**Directive**: Convert every line of the material below into a Markdown table with the columns Row and Line, numbering the rows in order from 1. Leave out blank lines.

**The input**:
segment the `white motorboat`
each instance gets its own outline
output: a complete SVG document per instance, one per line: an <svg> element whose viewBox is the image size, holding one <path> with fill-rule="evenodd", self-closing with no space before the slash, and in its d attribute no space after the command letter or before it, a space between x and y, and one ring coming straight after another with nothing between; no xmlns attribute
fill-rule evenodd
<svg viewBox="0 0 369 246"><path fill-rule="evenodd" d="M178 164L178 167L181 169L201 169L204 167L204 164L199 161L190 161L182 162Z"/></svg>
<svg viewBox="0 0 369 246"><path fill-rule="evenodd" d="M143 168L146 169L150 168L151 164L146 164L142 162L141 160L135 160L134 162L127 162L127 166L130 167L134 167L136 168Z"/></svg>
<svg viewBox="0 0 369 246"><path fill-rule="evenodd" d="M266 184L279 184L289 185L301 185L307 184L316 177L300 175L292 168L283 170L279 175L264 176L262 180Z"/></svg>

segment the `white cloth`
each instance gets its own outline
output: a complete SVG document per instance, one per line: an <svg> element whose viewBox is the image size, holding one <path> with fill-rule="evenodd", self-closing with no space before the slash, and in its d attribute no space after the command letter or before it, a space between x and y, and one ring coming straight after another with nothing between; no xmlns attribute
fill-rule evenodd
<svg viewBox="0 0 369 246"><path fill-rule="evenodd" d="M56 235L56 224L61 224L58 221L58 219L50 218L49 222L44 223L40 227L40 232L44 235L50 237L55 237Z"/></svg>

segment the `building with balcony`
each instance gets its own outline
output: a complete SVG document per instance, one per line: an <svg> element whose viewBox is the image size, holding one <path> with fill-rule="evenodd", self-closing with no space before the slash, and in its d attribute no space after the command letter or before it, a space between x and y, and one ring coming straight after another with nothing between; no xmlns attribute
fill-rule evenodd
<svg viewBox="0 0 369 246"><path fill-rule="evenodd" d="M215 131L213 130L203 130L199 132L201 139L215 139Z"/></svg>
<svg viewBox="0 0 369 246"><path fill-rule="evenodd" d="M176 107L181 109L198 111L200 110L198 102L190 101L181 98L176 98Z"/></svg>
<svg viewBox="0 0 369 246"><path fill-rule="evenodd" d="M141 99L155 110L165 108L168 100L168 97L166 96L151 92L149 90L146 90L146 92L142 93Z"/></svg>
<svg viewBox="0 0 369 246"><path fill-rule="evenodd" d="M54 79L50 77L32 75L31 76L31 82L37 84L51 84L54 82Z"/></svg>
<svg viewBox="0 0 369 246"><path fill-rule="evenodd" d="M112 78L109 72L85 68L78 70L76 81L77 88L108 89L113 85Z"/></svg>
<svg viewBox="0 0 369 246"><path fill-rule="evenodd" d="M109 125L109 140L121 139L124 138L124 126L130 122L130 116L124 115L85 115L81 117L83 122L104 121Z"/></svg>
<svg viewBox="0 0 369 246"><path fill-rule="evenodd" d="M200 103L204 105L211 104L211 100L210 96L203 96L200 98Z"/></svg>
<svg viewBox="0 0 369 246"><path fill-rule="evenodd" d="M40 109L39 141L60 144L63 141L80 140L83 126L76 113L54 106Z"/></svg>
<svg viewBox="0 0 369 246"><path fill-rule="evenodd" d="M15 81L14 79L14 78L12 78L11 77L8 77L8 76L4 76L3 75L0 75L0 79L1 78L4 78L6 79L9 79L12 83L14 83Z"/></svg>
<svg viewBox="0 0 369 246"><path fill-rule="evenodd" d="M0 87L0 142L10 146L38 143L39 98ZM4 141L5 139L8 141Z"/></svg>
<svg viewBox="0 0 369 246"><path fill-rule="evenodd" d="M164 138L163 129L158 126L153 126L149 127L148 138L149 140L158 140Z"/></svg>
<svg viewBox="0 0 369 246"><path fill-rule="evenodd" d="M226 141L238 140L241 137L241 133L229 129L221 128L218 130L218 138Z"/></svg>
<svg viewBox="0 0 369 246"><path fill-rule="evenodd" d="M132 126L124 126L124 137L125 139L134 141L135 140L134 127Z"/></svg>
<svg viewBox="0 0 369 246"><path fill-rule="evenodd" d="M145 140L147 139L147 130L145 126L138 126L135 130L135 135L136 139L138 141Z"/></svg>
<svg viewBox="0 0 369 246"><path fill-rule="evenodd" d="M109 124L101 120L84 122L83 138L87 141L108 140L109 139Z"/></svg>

**Task answer**:
| Row | Line |
|---|---|
| 1 | segment the `white motorboat` |
| 2 | each instance gets its own outline |
| 3 | output: a complete SVG document per instance, one per line: an <svg> element whose viewBox is the image size, holding one <path> with fill-rule="evenodd", self-closing with no space before the slash, and in its d attribute no space after the command letter or before it, a space between x and y, and one ring coming straight after another with nothing between; no xmlns attribute |
| 4 | fill-rule evenodd |
| 5 | <svg viewBox="0 0 369 246"><path fill-rule="evenodd" d="M178 164L178 167L181 169L201 169L204 167L204 164L199 161L190 161L182 162Z"/></svg> |
| 6 | <svg viewBox="0 0 369 246"><path fill-rule="evenodd" d="M143 168L146 169L150 168L151 164L146 164L142 162L141 160L135 160L134 162L127 162L127 166L130 167L134 167L136 168Z"/></svg> |
| 7 | <svg viewBox="0 0 369 246"><path fill-rule="evenodd" d="M266 184L279 184L289 185L301 185L307 184L316 177L300 175L292 168L283 170L279 175L264 176L262 180Z"/></svg> |
| 8 | segment the `white cloth` |
| 9 | each instance gets its own outline |
| 10 | output: a complete SVG document per instance, one per line: an <svg> element whose viewBox is the image size, holding one <path> with fill-rule="evenodd", self-closing with no space before the slash, and in its d attribute no space after the command letter or before it, a space between x and y, and one ring coming straight after another with nothing between; no xmlns attribute |
| 11 | fill-rule evenodd |
| 12 | <svg viewBox="0 0 369 246"><path fill-rule="evenodd" d="M56 235L56 224L61 224L58 221L58 219L50 218L49 222L44 223L40 227L40 232L44 235L50 237L55 237Z"/></svg> |
| 13 | segment the `building with balcony` |
| 14 | each instance gets its own outline |
| 15 | output: a complete SVG document per instance, one per line: an <svg> element whose viewBox is the image size, holding one <path> with fill-rule="evenodd", self-closing with no space before the slash, and in its d attribute no space after the command letter or before it, a space between x and y, and one ring coming straight after another with nothing between; no xmlns attribute |
| 16 | fill-rule evenodd |
| 17 | <svg viewBox="0 0 369 246"><path fill-rule="evenodd" d="M215 131L213 130L203 130L199 132L201 139L215 139Z"/></svg> |
| 18 | <svg viewBox="0 0 369 246"><path fill-rule="evenodd" d="M176 107L181 109L198 111L200 110L198 102L190 101L181 98L176 98Z"/></svg> |
| 19 | <svg viewBox="0 0 369 246"><path fill-rule="evenodd" d="M141 99L155 110L165 108L168 100L168 97L166 96L151 92L149 90L146 90L146 92L142 93Z"/></svg> |
| 20 | <svg viewBox="0 0 369 246"><path fill-rule="evenodd" d="M54 79L50 77L32 75L31 76L31 82L37 84L51 84L54 82Z"/></svg> |
| 21 | <svg viewBox="0 0 369 246"><path fill-rule="evenodd" d="M112 78L109 72L85 68L78 70L76 81L77 88L108 89L113 85Z"/></svg> |
| 22 | <svg viewBox="0 0 369 246"><path fill-rule="evenodd" d="M109 125L109 140L121 139L124 138L124 126L130 122L130 116L124 115L85 115L81 117L83 122L104 121Z"/></svg> |
| 23 | <svg viewBox="0 0 369 246"><path fill-rule="evenodd" d="M200 103L204 105L211 104L211 100L210 96L203 96L200 98Z"/></svg> |
| 24 | <svg viewBox="0 0 369 246"><path fill-rule="evenodd" d="M40 109L39 141L60 144L63 141L80 140L83 126L76 113L54 106Z"/></svg> |
| 25 | <svg viewBox="0 0 369 246"><path fill-rule="evenodd" d="M15 81L14 79L14 78L12 78L11 77L8 77L8 76L4 76L3 75L0 75L0 79L1 78L4 78L6 79L9 79L12 83L14 83Z"/></svg> |
| 26 | <svg viewBox="0 0 369 246"><path fill-rule="evenodd" d="M0 87L0 142L10 146L38 143L39 98ZM4 141L5 139L8 141Z"/></svg> |
| 27 | <svg viewBox="0 0 369 246"><path fill-rule="evenodd" d="M164 138L163 129L158 126L153 126L149 127L148 138L149 140L158 140Z"/></svg> |
| 28 | <svg viewBox="0 0 369 246"><path fill-rule="evenodd" d="M226 141L238 140L241 137L241 133L229 129L221 128L218 130L218 138Z"/></svg> |
| 29 | <svg viewBox="0 0 369 246"><path fill-rule="evenodd" d="M132 126L124 126L124 137L125 139L134 141L135 140L134 127Z"/></svg> |
| 30 | <svg viewBox="0 0 369 246"><path fill-rule="evenodd" d="M145 140L147 139L147 130L145 126L138 126L135 130L135 135L136 139L138 141Z"/></svg> |
| 31 | <svg viewBox="0 0 369 246"><path fill-rule="evenodd" d="M109 124L101 120L84 122L83 138L87 141L108 140L109 139Z"/></svg> |